━━━ Material to process

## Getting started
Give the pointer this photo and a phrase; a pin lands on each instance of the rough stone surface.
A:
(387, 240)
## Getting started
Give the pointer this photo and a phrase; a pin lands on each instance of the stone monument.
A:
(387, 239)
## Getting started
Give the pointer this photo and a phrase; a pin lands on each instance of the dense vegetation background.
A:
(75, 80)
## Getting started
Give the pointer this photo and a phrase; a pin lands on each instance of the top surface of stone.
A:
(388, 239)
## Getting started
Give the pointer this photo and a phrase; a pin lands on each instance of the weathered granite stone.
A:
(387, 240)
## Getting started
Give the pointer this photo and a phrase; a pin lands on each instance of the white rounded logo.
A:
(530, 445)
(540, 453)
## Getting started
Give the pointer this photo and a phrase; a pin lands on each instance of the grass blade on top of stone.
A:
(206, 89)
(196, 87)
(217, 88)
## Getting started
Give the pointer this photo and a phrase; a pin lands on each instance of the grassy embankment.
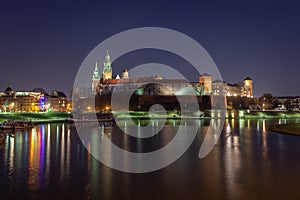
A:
(36, 117)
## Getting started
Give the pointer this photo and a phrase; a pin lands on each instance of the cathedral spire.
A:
(107, 70)
(96, 72)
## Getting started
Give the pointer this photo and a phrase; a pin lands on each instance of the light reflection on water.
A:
(249, 161)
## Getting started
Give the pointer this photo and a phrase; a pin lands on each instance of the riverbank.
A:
(229, 114)
(291, 129)
(36, 117)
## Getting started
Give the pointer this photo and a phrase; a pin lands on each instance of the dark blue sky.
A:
(43, 44)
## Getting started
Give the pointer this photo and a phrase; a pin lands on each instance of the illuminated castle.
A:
(159, 86)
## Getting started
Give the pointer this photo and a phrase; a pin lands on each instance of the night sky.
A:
(43, 44)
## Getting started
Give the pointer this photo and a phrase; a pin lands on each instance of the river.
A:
(248, 162)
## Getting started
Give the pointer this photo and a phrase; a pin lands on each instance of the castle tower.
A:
(248, 87)
(95, 79)
(107, 70)
(125, 74)
(206, 81)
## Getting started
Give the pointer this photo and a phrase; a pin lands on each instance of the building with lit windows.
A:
(33, 101)
(233, 90)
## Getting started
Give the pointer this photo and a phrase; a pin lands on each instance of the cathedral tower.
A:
(107, 70)
(248, 87)
(95, 80)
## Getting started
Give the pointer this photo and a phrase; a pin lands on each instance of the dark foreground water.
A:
(248, 162)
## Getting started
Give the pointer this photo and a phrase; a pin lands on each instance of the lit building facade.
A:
(156, 85)
(23, 101)
(236, 90)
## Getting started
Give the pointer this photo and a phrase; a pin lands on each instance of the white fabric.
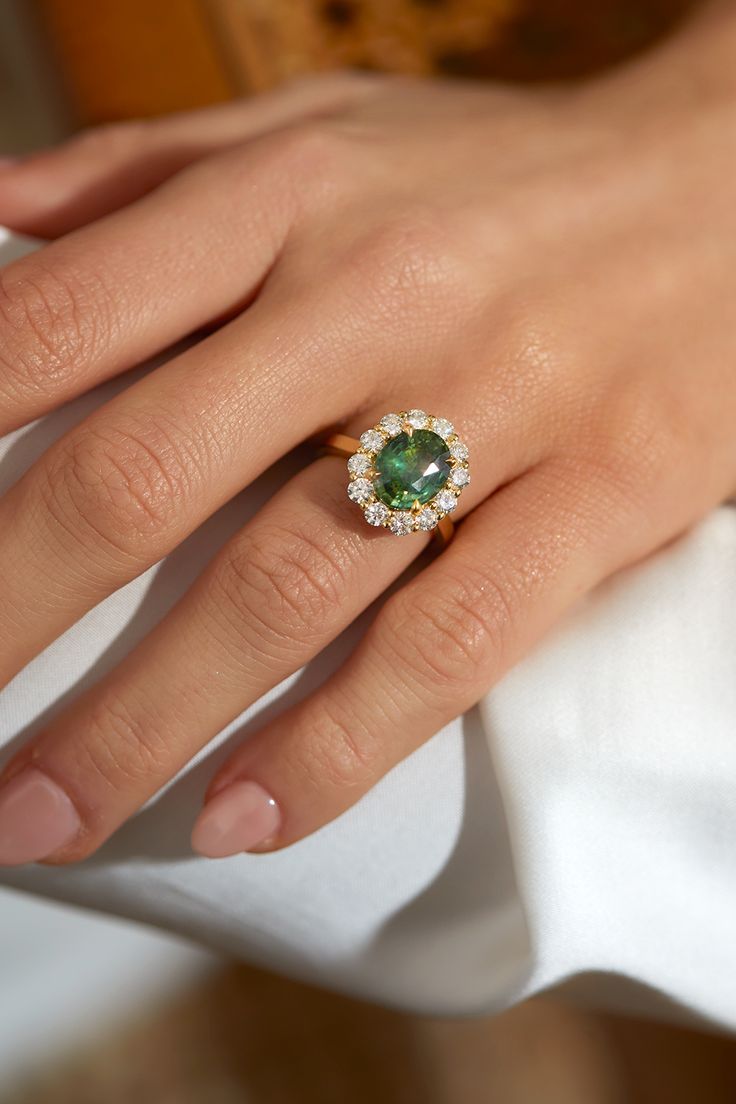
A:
(580, 824)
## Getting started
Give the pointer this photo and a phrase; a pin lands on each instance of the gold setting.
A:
(361, 481)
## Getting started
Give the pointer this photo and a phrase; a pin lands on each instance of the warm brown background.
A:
(128, 57)
(248, 1038)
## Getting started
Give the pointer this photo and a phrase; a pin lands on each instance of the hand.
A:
(554, 272)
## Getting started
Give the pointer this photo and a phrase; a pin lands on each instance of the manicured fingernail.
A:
(36, 818)
(238, 818)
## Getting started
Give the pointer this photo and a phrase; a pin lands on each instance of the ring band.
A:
(406, 473)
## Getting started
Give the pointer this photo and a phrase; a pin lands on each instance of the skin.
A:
(553, 271)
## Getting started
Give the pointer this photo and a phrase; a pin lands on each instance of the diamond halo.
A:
(433, 465)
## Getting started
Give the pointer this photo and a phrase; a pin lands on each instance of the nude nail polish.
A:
(36, 818)
(237, 819)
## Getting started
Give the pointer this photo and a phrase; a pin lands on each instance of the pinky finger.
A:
(520, 560)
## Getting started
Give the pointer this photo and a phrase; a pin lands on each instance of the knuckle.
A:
(336, 754)
(452, 638)
(285, 583)
(120, 747)
(52, 321)
(126, 487)
(312, 151)
(413, 265)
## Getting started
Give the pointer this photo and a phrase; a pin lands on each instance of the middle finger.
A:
(136, 477)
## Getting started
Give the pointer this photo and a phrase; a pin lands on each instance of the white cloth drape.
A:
(579, 825)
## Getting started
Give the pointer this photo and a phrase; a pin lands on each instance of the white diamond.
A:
(359, 464)
(361, 490)
(372, 441)
(427, 518)
(441, 426)
(417, 418)
(401, 523)
(459, 477)
(375, 513)
(446, 501)
(392, 424)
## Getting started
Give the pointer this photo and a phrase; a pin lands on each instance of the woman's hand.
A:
(553, 272)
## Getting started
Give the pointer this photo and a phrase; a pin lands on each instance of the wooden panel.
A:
(123, 59)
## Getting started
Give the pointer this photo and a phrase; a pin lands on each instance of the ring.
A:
(406, 473)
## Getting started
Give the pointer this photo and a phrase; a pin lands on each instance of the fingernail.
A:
(238, 818)
(36, 818)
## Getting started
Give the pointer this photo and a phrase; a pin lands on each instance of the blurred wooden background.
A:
(249, 1038)
(135, 57)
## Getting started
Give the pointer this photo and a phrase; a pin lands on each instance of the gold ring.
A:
(406, 473)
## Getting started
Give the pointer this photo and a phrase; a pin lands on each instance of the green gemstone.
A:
(412, 468)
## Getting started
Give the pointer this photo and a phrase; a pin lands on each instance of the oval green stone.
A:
(412, 468)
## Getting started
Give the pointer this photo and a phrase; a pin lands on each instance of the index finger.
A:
(116, 293)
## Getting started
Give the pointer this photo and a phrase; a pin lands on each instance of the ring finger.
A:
(281, 590)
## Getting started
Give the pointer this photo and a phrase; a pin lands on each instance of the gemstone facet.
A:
(446, 501)
(359, 464)
(412, 468)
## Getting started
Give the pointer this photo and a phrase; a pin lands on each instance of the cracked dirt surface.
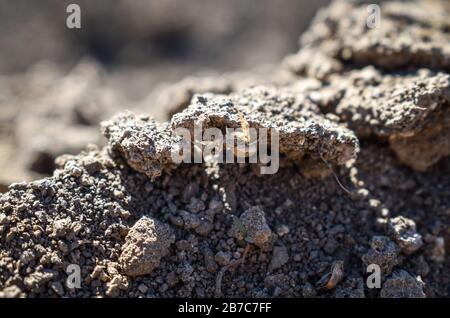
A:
(363, 179)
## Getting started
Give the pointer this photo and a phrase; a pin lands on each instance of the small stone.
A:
(222, 258)
(282, 230)
(58, 288)
(280, 257)
(146, 243)
(437, 253)
(403, 231)
(143, 288)
(252, 227)
(402, 285)
(210, 263)
(333, 277)
(308, 291)
(382, 252)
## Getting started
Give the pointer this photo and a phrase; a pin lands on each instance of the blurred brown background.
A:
(56, 84)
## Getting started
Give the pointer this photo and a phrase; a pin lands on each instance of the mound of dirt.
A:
(363, 180)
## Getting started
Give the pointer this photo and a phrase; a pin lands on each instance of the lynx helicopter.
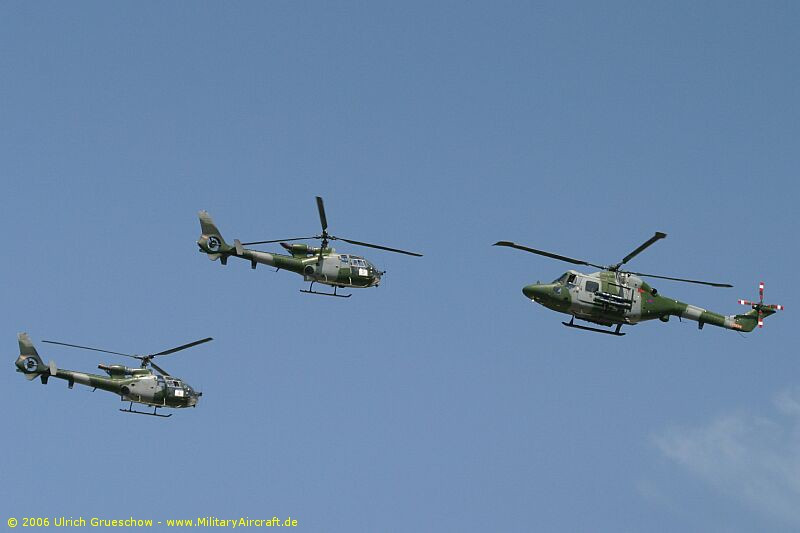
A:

━━━━━━

### The task
The answer is the full set of records printed exactly, less the pictures.

### Answer space
## Getting started
Give the pointer this photo and a phrase; a pin lands on each instance of the rough stone surface.
A:
(387, 240)
## Getting started
Give the pointer this photo and a phrase; a pin lands on each instance of the stone monument.
A:
(387, 239)
## Getting started
Give the pointer this photo and a phrase; a pin lands on each instance of the dense vegetation background.
A:
(75, 80)
## Getting started
Give the pointer this photo and a phrase; a pin lands on each instance of the top surface of stone.
A:
(388, 239)
## Getting started
Give the pointer this photo and a phrase; a pin lands on each instance of the weathered granite stone.
A:
(387, 240)
## Getting started
Give the pointer this photo and a phrase; a pin lands on each instance of the white rounded logo.
A:
(530, 445)
(540, 453)
## Getting started
Give the pointer this photo and a phrase; a pin lands on each instance of the grass blade on top of stone.
A:
(206, 89)
(196, 87)
(217, 88)
## Getting started
Give the pointer this photo and a phrase; a pin lands on each instance of the grassy embankment.
A:
(36, 117)
## Getting started
Give the pointer this photo and a phrase; a pin lands on each instance of the cathedral spire.
A:
(107, 70)
(96, 72)
## Getting started
Give the pointer this photo and a phrase; a pin lands on each instance of the light reflection on water.
A:
(249, 161)
## Getting started
Give the pointer this photo and a phrase; a pin lands on each instance of the riverbank.
A:
(229, 114)
(291, 129)
(36, 117)
## Getting started
Give the pointer this photo and a phrase; a pin lands on each instance of the dark blue sky.
A:
(43, 44)
## Getting started
Give the pointer this photo and a phrase; a pin lands on each instance of the illuminated castle.
A:
(159, 86)
## Getting started
Give the pointer this photo and a phrase; a pin lands on each instance of the night sky.
A:
(43, 44)
## Getting started
Give the pointer this photo and a phrase; a pin lands on each instance of the river.
A:
(248, 162)
## Getting started
Give the pointer this photo and a phrase; a pin lands on each instance of the castle tower.
A:
(248, 87)
(95, 79)
(107, 70)
(125, 74)
(206, 81)
## Getting started
Give the pointer this photo and a phrase; a pin lands on each instance of the building with lit windows.
A:
(33, 101)
(233, 90)
## Getting started
Give the pointer this photo and a phrase; a pin lands on each instance of the cathedral tower.
A:
(107, 70)
(248, 87)
(95, 80)
## Getting started
Give the pointer this photo and a phrase; a pin lands on each instance of the dark foreground water.
A:
(248, 162)
## Getting started
Give the pointer this photo and a phrase; a pin lands on each instance of the lit building facade.
A:
(156, 85)
(23, 101)
(236, 90)
## Getting started
Give the pointer this photo and a phrase; a pin lands on each instance of the white fabric.
A:
(580, 824)
## Getting started
Give the pointer this photo and a phrase; a pin lands on each instance of the gold setting.
A:
(361, 481)
## Getting started
Give the pointer this photo and a phrase; a pin lands on each instance of the warm brown background.
A:
(128, 57)
(248, 1038)
## Getting started
Give the pointer this photo and a phrase; a pin lands on each instance of the hand.
A:
(554, 272)
## Getting started
Give the pointer this photo and a phrase; a pin lands on each instance of the manicured fingernail.
A:
(36, 818)
(238, 818)
## Getting started
Give the pointer this photo and a phrase; a pin lands on each instance of the ring band.
A:
(406, 473)
## Getting started
Give the pointer this photo and a phrase; a pin lands on each instance of the skin.
A:
(553, 271)
## Getting started
Give the pointer this photo and a phrase; a pin lands on each instance of the diamond halo.
A:
(433, 465)
## Getting started
Give the pointer this photo and a phrase; a pin lands on each instance of the nude nail polish.
A:
(36, 818)
(237, 819)
## Getting started
Give the pointer this photo and a phrase; a pin lands on each instance of the pinky finger.
A:
(520, 560)
## Getting started
Give the pointer this photo and a phrase; a pin lands on each instance of the knuckle.
A:
(336, 754)
(452, 638)
(285, 583)
(120, 747)
(52, 321)
(126, 487)
(312, 151)
(413, 265)
## Getting started
Give the pointer this photo and a phrase; a pin lands on each instance of the middle finger.
A:
(136, 477)
## Getting started
Give the pointer this photo and a phrase; a pin lands on each instance of the white cloth drape.
A:
(579, 825)
## Getting started
Give the pointer this photo and a phrase; a pin lands on each instance of the white diamond.
A:
(359, 464)
(361, 490)
(372, 441)
(427, 518)
(441, 426)
(417, 418)
(401, 523)
(459, 477)
(375, 513)
(446, 501)
(392, 424)
## Getting started
Give the pointer this photo and a phrase; a pin lands on each instance of the woman's hand.
A:
(553, 272)
## Getting started
Give the pointer this photo and a phrase; a pin lands on each instance of the wooden panel.
A:
(123, 59)
## Getting started
Give the pointer this photo and a phrase; a pin lands on each instance of the ring.
A:
(406, 473)
## Getting started
Give the pointer this photo and a phrase; a pin lands on each instance of the fingernail.
A:
(238, 818)
(36, 818)
## Getting started
Give the pointer this photo and a phrase; a pin lands on each instance of the blurred wooden background.
A:
(249, 1038)
(135, 57)
## Getting started
Give the pointer this photo and a phrase; a pin lands on each instance of the gold ring.
A:
(406, 473)
## Getting started
Give the pointer this photo and a phrase; a pin lands on each instance of the green gemstone.
A:
(412, 468)
## Getting started
Give the pointer this photo and a phrase; a pin lands on each instance of the oval green stone.
A:
(412, 468)
## Getting started
Give the pointer this photo and a phrase; a pin lands on each instance of the index finger.
A:
(116, 293)
## Getting started
Give the pointer this photo and a phrase; a pin lands on each instance of the ring finger.
A:
(281, 590)
## Getting started
Give the pointer this photo and a phrase; a pin lands on each instance of the gemstone facet.
A:
(446, 501)
(359, 464)
(412, 468)
## Getting started
Give the pointer this photo and a phrase; a pin lands on each instance of the cracked dirt surface.
A:
(363, 179)
## Getting started
Give the pointer this photo and a phrase; a pin lands on each instance of the small stone.
A:
(222, 258)
(282, 230)
(58, 288)
(280, 257)
(146, 243)
(437, 253)
(403, 231)
(143, 288)
(252, 227)
(402, 285)
(210, 263)
(333, 277)
(308, 291)
(382, 252)
## Getting started
Give the pointer this photo and a phrase; a pin lands on each instance of the blurred brown background.
A:
(56, 84)
## Getting started
Give the pointer this photo and a phrase; a pin lands on each instance of the mound of dirt.
A:
(363, 180)
## Getting started
Give the pointer this photo and a phrase; a pin lands on each instance of the lynx helicopter.
A:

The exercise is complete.